Word for word, repeat the records, leaving every picture behind.

[Stored items]
=-=-=-=-=
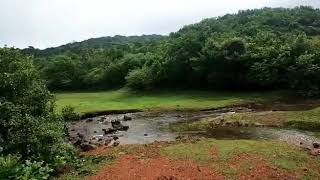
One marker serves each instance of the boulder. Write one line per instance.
(87, 147)
(116, 124)
(109, 131)
(116, 143)
(89, 120)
=-=-=-=-=
*Answer box*
One marker serves each instance of the boulder. Write one line per instance.
(87, 147)
(116, 124)
(109, 131)
(116, 143)
(89, 120)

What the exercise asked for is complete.